Segment Start: Data extract

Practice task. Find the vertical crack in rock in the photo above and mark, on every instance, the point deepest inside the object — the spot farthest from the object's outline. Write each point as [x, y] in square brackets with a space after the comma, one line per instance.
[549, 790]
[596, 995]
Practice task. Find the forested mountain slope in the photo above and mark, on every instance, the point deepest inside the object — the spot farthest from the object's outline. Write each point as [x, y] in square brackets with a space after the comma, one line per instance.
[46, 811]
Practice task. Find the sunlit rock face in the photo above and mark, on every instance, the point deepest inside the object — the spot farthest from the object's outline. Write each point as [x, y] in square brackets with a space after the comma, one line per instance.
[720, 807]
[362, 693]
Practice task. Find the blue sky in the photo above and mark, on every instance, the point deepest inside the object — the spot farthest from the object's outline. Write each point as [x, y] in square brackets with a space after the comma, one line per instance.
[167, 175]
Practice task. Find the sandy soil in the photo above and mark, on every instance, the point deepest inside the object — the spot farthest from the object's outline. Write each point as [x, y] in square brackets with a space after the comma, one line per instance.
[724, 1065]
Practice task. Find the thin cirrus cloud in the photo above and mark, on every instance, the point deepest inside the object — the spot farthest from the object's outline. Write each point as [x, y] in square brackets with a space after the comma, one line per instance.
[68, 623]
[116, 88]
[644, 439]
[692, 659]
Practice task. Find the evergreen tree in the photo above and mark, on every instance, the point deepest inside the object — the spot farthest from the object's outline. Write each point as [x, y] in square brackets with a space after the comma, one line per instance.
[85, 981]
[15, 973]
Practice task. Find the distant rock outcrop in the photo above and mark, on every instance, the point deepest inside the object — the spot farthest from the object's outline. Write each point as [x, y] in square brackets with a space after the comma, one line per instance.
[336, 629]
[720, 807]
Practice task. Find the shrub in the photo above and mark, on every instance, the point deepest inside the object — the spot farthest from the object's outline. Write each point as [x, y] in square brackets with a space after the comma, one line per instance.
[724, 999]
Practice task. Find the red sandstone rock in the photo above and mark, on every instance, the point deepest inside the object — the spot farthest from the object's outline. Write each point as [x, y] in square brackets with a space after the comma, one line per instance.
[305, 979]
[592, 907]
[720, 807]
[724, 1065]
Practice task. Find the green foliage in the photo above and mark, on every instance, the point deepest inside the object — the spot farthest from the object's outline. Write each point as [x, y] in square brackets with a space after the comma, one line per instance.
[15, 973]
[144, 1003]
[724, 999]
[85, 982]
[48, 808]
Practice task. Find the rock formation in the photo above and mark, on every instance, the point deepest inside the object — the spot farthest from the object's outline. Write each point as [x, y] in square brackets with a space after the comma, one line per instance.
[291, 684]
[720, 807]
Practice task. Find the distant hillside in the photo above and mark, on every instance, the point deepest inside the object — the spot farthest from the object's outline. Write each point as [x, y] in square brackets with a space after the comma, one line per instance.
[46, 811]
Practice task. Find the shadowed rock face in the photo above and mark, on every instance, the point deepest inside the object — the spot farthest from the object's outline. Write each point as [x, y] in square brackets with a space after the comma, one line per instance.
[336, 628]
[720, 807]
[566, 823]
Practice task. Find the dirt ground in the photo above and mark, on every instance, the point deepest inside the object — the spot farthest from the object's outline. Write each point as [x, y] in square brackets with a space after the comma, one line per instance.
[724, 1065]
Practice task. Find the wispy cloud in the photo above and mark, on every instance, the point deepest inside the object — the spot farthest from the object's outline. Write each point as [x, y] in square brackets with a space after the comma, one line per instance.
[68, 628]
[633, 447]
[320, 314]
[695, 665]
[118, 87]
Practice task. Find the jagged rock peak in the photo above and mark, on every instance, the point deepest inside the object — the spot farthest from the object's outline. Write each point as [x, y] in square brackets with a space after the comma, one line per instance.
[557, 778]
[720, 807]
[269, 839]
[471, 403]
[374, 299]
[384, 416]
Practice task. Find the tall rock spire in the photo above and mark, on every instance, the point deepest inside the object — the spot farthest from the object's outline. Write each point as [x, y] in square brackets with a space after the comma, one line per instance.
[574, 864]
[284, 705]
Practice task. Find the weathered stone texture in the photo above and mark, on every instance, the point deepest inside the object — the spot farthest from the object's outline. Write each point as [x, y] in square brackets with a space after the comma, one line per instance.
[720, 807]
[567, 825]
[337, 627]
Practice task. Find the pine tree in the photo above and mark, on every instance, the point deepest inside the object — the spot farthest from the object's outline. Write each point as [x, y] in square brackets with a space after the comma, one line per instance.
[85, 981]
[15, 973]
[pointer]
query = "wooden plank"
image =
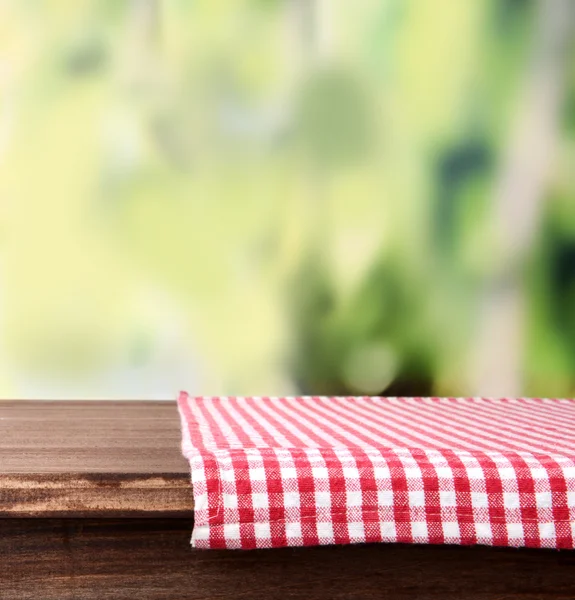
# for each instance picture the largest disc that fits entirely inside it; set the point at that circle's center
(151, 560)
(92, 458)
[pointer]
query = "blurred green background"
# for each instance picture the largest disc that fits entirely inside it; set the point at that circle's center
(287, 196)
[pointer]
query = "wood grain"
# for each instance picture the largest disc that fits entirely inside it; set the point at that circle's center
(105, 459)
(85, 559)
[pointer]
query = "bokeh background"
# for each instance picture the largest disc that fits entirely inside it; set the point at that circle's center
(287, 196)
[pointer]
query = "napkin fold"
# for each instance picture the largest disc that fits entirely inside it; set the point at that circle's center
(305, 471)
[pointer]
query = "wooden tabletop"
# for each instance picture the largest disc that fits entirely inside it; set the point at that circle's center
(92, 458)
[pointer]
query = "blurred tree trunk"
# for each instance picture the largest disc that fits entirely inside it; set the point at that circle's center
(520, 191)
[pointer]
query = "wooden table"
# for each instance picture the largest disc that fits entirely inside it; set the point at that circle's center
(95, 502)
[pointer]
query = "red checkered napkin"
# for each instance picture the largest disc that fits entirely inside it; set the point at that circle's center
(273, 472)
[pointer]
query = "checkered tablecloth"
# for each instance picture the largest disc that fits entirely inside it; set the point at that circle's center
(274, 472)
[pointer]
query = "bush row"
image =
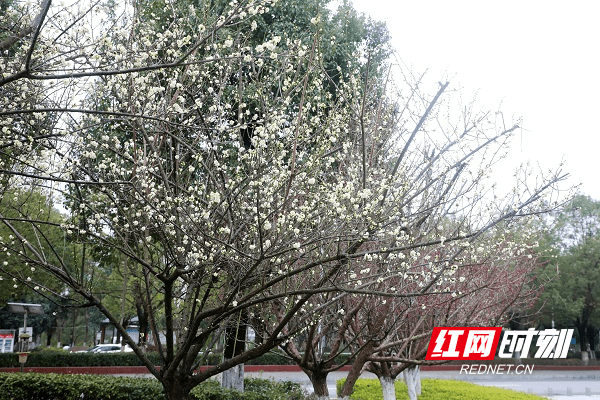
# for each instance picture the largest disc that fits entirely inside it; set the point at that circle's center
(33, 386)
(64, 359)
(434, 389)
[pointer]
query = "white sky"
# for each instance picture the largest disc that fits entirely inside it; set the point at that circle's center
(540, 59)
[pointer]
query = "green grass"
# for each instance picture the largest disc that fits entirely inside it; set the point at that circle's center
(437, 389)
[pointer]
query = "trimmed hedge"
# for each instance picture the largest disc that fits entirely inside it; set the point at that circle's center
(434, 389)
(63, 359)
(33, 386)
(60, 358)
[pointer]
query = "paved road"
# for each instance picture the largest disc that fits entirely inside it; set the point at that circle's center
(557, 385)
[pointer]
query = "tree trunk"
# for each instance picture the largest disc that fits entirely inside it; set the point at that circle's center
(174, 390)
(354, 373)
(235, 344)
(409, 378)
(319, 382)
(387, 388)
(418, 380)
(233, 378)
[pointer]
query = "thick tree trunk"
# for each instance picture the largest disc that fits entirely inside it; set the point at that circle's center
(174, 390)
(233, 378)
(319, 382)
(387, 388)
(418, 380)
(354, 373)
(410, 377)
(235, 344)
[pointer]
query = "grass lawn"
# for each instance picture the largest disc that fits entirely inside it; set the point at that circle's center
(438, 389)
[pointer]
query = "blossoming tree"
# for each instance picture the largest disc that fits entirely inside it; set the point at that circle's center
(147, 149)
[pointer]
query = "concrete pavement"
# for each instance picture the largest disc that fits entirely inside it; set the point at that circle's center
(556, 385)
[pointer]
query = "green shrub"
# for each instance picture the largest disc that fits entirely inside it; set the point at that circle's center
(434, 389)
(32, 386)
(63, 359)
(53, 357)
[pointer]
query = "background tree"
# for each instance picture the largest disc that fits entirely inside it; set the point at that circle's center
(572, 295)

Segment End: Data extract
Segment Start: Data extract

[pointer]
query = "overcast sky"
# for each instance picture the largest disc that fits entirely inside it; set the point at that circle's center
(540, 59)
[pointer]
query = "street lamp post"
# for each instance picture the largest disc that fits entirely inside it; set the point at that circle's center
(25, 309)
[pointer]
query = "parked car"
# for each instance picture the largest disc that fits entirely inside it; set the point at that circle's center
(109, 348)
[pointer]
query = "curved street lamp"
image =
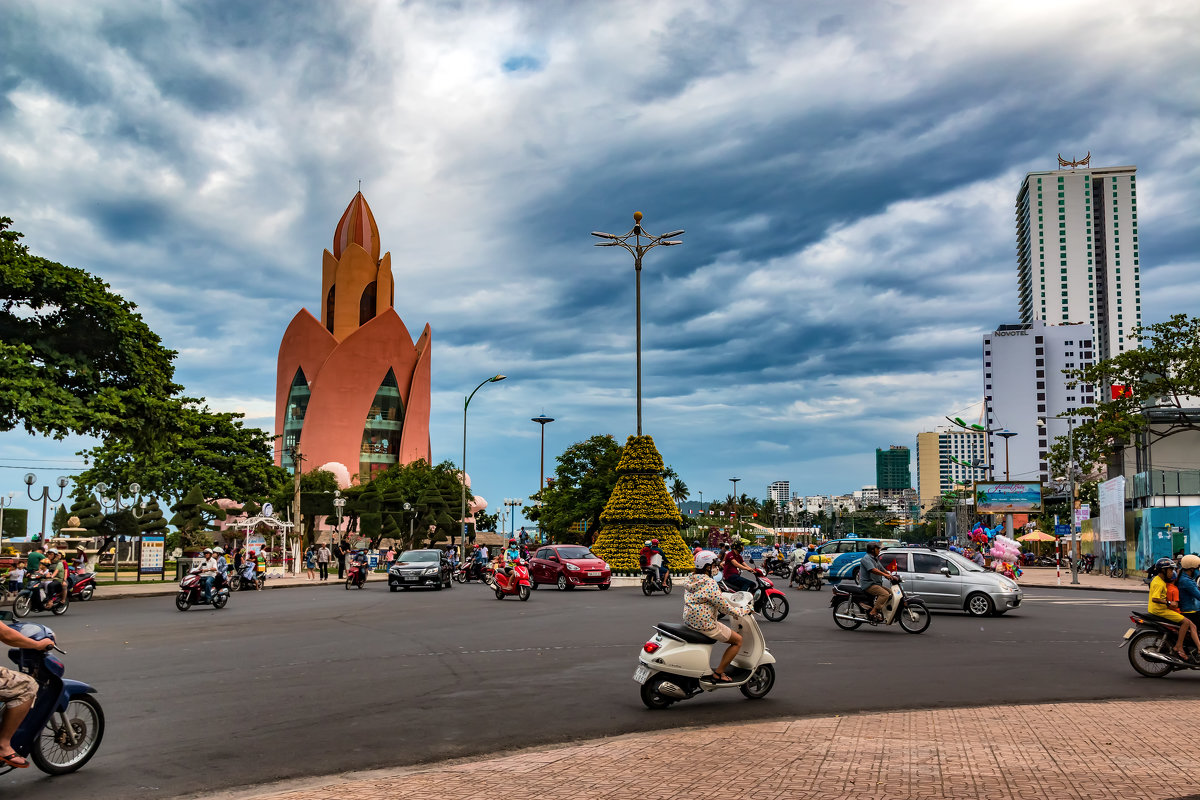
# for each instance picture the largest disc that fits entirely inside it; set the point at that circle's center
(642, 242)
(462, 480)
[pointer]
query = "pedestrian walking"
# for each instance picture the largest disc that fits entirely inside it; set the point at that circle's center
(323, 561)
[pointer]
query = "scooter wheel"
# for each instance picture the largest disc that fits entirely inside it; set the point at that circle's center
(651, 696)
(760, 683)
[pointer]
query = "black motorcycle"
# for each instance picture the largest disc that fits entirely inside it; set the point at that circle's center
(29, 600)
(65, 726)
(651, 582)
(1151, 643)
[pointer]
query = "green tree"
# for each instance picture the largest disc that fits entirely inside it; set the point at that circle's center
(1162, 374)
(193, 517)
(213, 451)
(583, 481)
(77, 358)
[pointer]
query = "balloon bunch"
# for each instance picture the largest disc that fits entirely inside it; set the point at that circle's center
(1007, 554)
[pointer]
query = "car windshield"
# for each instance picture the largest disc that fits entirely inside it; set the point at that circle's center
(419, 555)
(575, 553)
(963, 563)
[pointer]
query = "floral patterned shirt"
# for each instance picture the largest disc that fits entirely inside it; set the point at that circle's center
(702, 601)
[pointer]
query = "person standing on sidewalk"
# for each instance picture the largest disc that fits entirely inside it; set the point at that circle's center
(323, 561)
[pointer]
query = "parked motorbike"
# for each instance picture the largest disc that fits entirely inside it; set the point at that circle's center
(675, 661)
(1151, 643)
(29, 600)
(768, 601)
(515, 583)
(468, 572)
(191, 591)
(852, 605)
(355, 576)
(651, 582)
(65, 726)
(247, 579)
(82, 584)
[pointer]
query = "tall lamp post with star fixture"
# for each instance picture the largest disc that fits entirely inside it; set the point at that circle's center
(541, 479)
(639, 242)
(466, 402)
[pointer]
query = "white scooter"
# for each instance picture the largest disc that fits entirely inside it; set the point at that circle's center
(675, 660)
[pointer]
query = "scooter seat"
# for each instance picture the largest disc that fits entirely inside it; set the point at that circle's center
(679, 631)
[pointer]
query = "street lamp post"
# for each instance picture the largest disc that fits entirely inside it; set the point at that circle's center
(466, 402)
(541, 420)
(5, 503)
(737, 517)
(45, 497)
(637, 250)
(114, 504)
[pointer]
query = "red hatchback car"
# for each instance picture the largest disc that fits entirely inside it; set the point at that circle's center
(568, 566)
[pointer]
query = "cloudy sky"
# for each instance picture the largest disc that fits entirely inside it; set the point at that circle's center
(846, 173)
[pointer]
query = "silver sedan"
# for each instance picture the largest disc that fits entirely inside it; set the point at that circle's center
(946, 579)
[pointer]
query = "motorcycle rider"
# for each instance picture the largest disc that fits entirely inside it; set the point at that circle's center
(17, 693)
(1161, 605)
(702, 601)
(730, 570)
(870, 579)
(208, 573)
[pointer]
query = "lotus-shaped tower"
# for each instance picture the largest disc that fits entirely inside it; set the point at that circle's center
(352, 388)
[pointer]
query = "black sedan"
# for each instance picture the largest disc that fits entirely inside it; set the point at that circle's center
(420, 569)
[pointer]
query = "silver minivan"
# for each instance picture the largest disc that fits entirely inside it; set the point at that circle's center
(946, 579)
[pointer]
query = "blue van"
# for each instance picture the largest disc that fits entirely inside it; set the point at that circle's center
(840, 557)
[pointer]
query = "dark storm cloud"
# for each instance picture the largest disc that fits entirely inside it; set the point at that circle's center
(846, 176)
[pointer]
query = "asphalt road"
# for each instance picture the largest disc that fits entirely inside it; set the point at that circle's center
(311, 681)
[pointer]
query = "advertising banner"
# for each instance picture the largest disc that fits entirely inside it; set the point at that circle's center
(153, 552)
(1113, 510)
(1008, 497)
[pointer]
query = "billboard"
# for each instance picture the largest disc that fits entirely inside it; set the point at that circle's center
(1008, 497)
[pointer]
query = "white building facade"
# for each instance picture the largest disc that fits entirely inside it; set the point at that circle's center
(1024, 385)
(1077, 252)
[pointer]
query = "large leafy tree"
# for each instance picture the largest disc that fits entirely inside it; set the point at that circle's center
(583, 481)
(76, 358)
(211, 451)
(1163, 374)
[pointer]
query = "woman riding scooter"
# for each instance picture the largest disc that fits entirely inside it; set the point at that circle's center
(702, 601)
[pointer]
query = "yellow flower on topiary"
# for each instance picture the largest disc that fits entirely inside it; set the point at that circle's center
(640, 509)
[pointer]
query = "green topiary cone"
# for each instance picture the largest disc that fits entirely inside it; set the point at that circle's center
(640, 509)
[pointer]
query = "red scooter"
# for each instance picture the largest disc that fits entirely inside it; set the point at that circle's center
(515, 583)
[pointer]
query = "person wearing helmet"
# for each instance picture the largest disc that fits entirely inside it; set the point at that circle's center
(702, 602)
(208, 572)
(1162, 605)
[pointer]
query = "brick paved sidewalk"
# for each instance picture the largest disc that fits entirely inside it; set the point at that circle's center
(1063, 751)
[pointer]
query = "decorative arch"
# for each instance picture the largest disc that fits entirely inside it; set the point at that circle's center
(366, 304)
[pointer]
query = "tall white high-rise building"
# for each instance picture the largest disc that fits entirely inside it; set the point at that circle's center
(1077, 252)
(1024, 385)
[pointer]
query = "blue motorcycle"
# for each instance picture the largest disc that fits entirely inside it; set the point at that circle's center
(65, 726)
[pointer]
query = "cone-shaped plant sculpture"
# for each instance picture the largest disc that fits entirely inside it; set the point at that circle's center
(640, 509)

Segment End: Data extract
Segment Start: Data extract

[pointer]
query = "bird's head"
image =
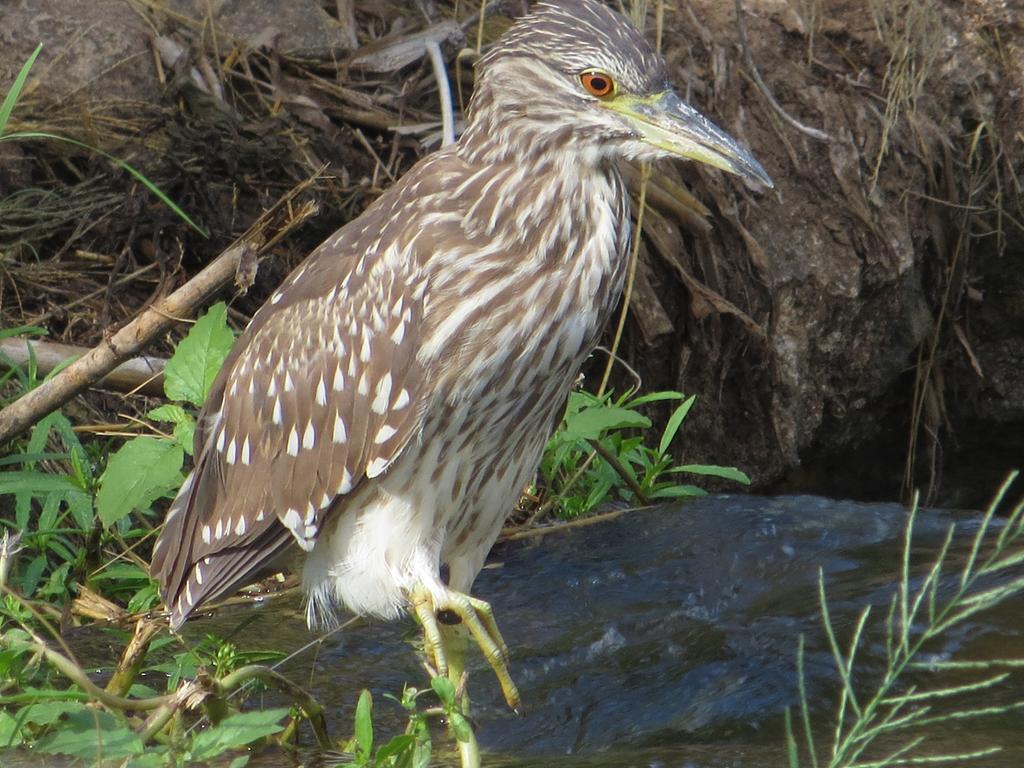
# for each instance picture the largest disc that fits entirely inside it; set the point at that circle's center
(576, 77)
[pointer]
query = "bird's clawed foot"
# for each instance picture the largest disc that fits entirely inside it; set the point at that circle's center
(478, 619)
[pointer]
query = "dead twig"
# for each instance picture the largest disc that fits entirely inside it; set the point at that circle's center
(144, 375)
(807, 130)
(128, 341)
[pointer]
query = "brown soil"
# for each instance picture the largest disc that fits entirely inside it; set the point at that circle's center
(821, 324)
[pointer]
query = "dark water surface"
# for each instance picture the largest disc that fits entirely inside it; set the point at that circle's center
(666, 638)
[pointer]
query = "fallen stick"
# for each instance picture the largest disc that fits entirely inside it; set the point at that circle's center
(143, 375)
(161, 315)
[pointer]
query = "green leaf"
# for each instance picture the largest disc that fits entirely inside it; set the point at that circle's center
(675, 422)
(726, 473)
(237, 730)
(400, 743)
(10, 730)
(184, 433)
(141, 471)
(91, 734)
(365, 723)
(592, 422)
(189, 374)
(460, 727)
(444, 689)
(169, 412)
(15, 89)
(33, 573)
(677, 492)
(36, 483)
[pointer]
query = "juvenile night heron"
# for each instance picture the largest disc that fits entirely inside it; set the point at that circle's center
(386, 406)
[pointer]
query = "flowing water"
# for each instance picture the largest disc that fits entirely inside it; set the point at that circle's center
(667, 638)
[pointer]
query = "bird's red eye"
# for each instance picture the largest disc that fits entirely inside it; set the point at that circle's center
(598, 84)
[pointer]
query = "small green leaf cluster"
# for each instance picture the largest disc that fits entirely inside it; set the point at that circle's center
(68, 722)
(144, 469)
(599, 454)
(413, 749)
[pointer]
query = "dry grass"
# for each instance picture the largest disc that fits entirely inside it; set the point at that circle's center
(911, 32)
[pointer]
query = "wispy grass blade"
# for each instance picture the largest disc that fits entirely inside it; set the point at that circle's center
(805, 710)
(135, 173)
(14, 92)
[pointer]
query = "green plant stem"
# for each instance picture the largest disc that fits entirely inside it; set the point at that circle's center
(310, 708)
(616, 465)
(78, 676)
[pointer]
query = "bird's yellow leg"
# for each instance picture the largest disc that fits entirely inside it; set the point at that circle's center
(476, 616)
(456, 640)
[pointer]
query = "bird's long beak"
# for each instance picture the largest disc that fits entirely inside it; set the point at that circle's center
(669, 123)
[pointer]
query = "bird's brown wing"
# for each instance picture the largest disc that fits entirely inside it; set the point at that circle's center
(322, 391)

Segment End: Data extract

Task prompt — Within the data above, how many lines include "paved"? The number alone is the answer.

Result for this exercise — 2